* Given entries *
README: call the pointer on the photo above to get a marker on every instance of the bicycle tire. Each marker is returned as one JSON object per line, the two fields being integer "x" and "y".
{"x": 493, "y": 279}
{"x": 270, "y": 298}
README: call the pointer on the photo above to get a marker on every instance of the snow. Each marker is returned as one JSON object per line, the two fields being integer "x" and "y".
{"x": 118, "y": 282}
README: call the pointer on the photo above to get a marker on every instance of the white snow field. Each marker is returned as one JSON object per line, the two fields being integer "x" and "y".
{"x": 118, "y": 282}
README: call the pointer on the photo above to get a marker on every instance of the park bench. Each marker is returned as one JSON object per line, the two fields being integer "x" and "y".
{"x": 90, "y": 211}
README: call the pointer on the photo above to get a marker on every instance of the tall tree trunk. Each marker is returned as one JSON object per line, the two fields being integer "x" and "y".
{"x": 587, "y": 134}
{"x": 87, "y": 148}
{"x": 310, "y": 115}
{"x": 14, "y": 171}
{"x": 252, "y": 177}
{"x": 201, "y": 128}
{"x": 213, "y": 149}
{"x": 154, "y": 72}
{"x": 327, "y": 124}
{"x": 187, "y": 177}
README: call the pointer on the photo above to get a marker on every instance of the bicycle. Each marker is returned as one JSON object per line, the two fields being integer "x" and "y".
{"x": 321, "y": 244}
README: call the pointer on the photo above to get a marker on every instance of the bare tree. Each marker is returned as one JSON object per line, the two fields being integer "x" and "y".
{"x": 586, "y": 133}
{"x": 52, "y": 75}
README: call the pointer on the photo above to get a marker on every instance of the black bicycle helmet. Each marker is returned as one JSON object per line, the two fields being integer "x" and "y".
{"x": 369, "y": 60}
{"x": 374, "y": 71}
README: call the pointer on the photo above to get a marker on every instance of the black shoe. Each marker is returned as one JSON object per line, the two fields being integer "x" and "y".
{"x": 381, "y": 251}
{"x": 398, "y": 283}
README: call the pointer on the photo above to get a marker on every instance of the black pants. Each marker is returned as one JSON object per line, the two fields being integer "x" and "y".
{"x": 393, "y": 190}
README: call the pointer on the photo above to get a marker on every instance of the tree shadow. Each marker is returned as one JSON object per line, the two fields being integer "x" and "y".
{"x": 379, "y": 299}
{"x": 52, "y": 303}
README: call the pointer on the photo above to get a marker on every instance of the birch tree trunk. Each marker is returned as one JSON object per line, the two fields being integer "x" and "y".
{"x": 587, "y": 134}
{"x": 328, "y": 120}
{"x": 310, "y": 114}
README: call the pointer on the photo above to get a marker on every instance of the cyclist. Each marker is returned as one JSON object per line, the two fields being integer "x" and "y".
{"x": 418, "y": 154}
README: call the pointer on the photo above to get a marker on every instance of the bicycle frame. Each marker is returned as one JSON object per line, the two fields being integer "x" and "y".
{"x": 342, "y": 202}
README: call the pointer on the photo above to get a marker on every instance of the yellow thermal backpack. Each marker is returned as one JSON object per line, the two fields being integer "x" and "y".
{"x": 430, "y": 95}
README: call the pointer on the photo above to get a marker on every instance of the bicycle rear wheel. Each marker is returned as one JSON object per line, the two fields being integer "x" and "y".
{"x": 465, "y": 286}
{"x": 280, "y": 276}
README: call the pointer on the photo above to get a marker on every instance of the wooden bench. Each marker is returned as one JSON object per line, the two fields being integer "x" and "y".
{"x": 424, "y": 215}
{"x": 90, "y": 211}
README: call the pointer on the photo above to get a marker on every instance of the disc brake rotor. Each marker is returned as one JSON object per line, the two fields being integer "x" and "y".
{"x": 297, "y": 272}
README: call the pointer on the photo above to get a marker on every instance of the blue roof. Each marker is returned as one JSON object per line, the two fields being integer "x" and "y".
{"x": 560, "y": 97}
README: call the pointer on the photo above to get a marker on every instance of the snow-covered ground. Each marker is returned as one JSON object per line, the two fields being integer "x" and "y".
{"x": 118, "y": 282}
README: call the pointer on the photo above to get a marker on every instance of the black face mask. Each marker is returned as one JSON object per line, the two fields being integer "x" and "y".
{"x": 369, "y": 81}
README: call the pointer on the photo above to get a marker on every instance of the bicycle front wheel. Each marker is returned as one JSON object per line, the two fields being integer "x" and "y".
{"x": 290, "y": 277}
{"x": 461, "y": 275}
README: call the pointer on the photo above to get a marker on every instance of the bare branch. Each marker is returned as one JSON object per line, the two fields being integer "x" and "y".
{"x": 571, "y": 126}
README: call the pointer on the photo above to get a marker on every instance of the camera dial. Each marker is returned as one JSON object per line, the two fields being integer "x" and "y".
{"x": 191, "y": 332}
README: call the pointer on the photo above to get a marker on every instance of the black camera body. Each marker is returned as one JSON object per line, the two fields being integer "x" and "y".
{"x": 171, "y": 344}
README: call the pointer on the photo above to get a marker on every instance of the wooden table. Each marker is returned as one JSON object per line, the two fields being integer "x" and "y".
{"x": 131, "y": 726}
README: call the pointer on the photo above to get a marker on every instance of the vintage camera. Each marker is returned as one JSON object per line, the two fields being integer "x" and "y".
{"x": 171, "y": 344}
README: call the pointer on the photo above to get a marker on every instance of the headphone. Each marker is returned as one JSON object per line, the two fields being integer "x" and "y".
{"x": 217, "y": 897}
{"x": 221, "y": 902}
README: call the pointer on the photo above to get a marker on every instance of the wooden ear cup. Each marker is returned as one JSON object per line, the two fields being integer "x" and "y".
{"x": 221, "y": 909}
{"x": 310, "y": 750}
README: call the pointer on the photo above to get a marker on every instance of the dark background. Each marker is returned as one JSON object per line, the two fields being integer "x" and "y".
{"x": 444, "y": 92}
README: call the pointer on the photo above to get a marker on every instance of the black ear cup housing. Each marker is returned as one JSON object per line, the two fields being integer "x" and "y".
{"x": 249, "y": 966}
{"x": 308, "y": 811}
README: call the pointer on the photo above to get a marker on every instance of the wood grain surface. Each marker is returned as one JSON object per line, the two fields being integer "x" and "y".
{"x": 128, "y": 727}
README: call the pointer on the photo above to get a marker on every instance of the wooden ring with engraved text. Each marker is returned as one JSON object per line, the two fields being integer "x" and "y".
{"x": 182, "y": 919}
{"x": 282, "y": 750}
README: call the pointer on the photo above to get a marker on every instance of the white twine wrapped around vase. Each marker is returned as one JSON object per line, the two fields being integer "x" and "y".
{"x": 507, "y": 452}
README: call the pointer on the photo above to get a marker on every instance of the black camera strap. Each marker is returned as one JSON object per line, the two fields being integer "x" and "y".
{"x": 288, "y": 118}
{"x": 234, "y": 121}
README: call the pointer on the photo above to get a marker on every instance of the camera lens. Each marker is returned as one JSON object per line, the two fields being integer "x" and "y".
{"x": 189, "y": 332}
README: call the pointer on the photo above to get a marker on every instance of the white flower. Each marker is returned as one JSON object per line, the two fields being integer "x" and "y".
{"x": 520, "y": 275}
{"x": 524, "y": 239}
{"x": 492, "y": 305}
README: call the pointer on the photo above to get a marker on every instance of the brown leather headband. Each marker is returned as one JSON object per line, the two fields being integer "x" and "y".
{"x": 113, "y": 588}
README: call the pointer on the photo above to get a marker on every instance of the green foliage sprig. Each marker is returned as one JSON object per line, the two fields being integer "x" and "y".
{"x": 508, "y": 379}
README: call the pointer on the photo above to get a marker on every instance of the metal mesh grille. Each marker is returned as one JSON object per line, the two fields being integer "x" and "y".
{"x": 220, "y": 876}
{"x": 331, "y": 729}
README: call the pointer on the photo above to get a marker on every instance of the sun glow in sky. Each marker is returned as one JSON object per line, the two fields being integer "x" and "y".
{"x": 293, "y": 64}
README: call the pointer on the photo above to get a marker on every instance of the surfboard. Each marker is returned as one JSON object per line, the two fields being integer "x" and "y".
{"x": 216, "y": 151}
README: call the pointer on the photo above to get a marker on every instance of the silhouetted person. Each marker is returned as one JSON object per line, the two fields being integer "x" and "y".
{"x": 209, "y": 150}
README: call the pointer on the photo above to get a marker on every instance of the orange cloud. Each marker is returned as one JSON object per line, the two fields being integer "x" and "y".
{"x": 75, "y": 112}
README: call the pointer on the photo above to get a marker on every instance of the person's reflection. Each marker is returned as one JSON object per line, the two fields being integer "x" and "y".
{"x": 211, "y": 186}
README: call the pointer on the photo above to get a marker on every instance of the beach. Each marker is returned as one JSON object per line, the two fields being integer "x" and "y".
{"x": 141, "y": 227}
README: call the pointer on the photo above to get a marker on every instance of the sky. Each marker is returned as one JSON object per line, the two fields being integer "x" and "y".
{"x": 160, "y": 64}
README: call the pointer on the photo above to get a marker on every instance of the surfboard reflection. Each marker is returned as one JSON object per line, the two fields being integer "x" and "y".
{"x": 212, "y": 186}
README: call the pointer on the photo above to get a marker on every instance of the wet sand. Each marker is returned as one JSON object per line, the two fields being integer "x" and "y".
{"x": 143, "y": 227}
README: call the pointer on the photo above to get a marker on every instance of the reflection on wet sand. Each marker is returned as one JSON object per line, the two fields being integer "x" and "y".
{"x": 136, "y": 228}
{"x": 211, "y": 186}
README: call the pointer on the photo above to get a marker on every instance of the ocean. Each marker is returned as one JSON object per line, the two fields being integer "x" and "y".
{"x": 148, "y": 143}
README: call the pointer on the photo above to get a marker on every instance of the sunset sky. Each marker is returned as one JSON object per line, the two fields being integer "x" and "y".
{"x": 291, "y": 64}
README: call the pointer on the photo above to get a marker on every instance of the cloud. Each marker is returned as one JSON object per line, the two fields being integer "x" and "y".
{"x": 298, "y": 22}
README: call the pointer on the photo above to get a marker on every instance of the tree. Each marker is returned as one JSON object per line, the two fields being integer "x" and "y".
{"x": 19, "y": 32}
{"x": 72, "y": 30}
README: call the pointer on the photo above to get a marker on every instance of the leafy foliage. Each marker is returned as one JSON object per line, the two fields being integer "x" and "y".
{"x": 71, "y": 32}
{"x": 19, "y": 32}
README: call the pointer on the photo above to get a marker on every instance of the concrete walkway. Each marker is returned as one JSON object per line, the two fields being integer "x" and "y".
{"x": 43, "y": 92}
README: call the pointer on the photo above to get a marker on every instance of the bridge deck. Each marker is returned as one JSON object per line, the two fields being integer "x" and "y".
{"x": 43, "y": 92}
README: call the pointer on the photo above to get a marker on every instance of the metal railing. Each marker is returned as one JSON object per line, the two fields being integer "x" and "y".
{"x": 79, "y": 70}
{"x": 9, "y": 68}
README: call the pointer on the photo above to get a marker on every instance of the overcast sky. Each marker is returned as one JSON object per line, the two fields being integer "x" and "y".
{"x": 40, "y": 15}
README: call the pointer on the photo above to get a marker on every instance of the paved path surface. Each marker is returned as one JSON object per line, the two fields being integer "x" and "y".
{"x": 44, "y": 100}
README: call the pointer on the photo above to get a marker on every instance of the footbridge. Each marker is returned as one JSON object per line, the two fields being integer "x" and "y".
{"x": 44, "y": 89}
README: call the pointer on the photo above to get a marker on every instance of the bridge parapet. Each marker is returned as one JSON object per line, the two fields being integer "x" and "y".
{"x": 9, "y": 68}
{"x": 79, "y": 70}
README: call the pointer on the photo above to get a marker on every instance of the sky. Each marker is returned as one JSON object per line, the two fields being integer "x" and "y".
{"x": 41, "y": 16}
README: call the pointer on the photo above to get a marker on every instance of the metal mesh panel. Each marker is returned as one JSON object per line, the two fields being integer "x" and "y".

* What this task involves *
Print from the line containing "of the overcast" to the last line above, exactly as written.

* Result of the task *
README: call the pointer on the photo above to get a marker on every instance of the overcast sky. Each marker is returned as one JSON object per line, the two fields being integer "x" and "y".
{"x": 40, "y": 15}
README: call the pointer on the photo above to get a marker on every instance of the paved path surface. Each marker is returned as one JSON object per line, the two fields being integer "x" and "y".
{"x": 44, "y": 100}
README: call the pointer on the photo above to get a marker on every instance of the footbridge. Each marker is returned as one JSON object per line, the two fields being integer "x" and "y".
{"x": 44, "y": 89}
README: call the pointer on the photo above to get a marker on every instance of the bridge parapet. Each marker is returned as one JSON object per line, the two fields being integer "x" and "y".
{"x": 9, "y": 68}
{"x": 79, "y": 70}
README: call the pointer on the photo above to get a marker on every instance of the sky. Each marker is returned as one JSON object per line, the two fields being integer "x" and "y".
{"x": 41, "y": 16}
README: call the pointer on the photo above to get a marker on every instance of the metal mesh panel. Each marker is returned as one JSON object per line, the two fields being integer "x" and "y".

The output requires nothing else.